PASAJE:
━━━━━━
El 29 de noviembre de 2009, en el contexto del Operativo Conjunto Chihuahua, militares desaparecieron a Nitza Paola Alvarado Espinoza, José Ángel Alvarado y Rocío Irene Alvarado Reyes, en Chihuahua. Poco antes, había sido secuestrado y asesinado en Buenaventura, Chihuahua un comandante de la Policía Federal. Tras el asesinato, efectivos de la Policía Federal y del Ejército recorrieron ranchos, instalaron retenes en carreteras y caminos, vigilaron la entrada de los poblados y detuvieron a varias personas por su posible relación con el homicidio. El día de la desaparición, José Ángel y Nitzia fueron abordados por hombres con uniformes tipo militar afuera de la casa de la madre de José Ángel. Luego de cuestionarlos y un breve forcejeo, los subieron a un vehículo. Una hora más tarde, sujetos encapuchados —vestidos con uniforme militar, casco y arma larga— entraron al domicilio donde se encontraba Rocío Irene con sus hermanos, su madre y su hija de 2 años. Luego de revisar la casa, le dijeron a Rocío Irene que estaba detenida y se la llevaron. Hoy, sigue sin conocerse el paradero de Nitzia, José Ángel y Rocío.
Después de la desaparición, sus familiares promovieron acciones legales ante diversas instancias. Como respuesta, obtuvieron amenazas e intimidaciones. Casi diez años tuvieron que luchar en estas circunstancias. Finalmente, en 2018, la Corte Interamericana de Derechos Humanos condenó a México por estos hechos. En la sentencia, se establecen las obligaciones concretas que debe seguir el Estado si utiliza militares para la seguridad pública.
━━━━━━
REGISTROS PROPORCIONADOS:

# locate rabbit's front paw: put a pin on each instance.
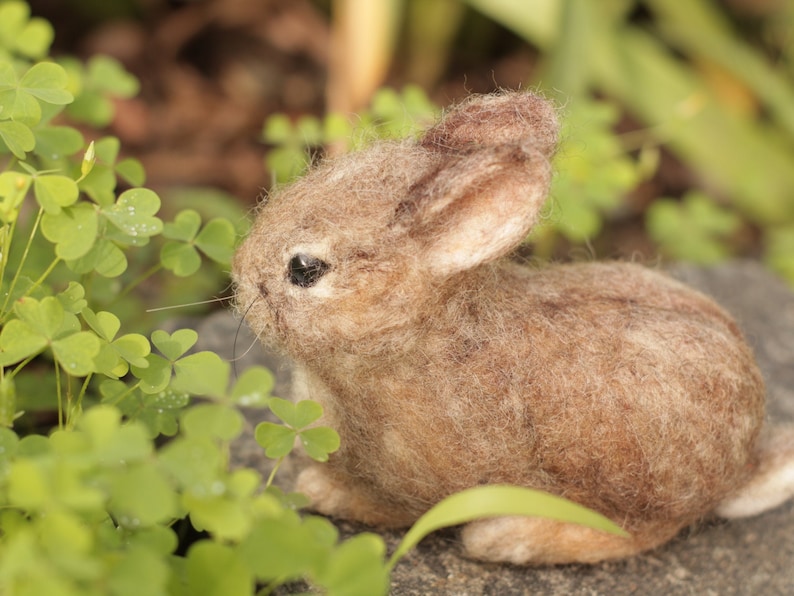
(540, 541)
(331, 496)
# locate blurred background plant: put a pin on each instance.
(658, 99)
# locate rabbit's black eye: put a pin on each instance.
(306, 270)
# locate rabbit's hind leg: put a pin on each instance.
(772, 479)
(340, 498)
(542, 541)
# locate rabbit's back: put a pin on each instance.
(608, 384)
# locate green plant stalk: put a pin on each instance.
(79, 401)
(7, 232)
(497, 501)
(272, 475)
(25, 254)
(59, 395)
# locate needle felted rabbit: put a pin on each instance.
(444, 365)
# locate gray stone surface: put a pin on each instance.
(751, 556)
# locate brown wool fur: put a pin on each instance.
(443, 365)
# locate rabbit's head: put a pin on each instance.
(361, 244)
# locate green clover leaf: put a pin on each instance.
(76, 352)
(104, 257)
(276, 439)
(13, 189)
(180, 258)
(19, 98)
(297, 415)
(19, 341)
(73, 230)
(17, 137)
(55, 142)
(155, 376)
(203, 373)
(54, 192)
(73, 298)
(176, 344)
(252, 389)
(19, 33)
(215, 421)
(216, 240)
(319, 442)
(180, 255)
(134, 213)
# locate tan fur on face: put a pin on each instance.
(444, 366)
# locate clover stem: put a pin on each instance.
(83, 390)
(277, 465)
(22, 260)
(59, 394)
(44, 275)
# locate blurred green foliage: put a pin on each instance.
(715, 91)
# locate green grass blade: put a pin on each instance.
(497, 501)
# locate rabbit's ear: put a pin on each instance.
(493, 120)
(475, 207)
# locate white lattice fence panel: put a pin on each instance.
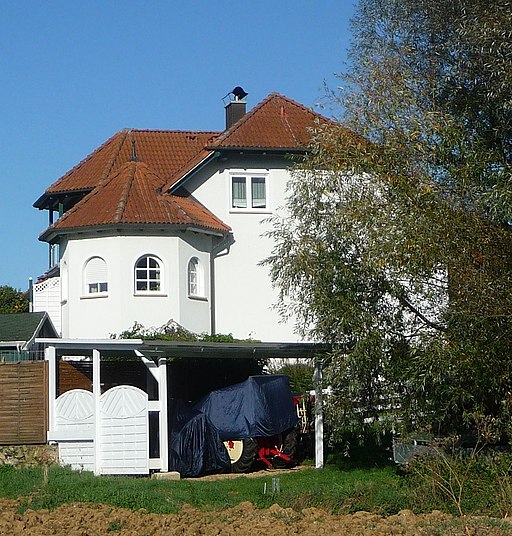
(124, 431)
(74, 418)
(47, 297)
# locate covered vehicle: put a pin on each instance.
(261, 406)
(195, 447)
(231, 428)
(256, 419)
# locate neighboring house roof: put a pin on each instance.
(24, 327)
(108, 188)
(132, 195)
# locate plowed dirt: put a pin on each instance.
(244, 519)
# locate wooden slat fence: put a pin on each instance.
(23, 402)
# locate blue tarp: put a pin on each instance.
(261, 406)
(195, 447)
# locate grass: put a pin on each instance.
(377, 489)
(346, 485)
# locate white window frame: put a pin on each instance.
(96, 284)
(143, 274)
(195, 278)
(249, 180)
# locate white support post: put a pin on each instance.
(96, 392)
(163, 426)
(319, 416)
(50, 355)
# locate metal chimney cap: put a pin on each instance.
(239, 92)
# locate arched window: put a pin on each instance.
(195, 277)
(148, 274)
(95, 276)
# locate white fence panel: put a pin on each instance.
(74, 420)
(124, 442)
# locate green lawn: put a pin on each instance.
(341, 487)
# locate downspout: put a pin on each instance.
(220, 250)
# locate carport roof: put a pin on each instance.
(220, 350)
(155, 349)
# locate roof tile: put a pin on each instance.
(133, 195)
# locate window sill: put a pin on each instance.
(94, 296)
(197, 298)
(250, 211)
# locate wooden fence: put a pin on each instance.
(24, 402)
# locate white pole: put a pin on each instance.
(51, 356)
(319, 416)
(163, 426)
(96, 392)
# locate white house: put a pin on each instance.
━━━━━━
TAREAS DEL EJERCICIO:
a) De acuerdo con el pasaje sobre la desaparición en Chihuahua, ¿qué tribunal condenó a México en 2018 por estos hechos?
b) Prosigue el pasaje sobre la desaparición en Chihuahua a partir de su última oración.
Los registros son material independiente del pasaje.

RESULTADOS POR TAREA:
a) La Corte Interamericana de Derechos Humanos.

b)
El Acuerdo recién emitido por el Presidente López Obrador para facultar a los militares en tareas de seguridad pública, viola de manera flagrante estas obligaciones que además quedaron expresamente incorporadas a la Constitución con la reforma que dio vida a la Guardia Nacional.
El viernes pasado, la diputada Laura Rojas, como presidenta de la Cámara de Diputados, presentó una controversia constitucional ante la Suprema Corte en contra del Acuerdo por considerar que es el Congreso y no el presidente quien debe regular a las fuerzas armadas. El fin de semana, la CNDH también hizo un llamado para que el congreso regule. El acuerdo, además, señala la demanda, es abiertamente violatorio a las obligaciones establecidas en la Constitución y por la Corte Interamericana. La seguridad pública, dice este organismo, debe estar reservados a cuerpos policiales civiles. No obstante, “cuando excepcionalmente intervengan en tareas de seguridad, la participación de las fuerzas armadas debe ser: extraordinaria, subordinada y complementaria, regulada y fiscalizada.” Cada uno de estos términos tiene un contenido concreto. No es por capricho que se incorporaron a la Constitución, sino por el riesgo que representa tener a instituciones castrenses realizando labores de policía, como nuestra propia historia ha demostrado. El Estado debe cumplir con estas condiciones para garantizar la no repetición de casos como el Alvarado Espinoza.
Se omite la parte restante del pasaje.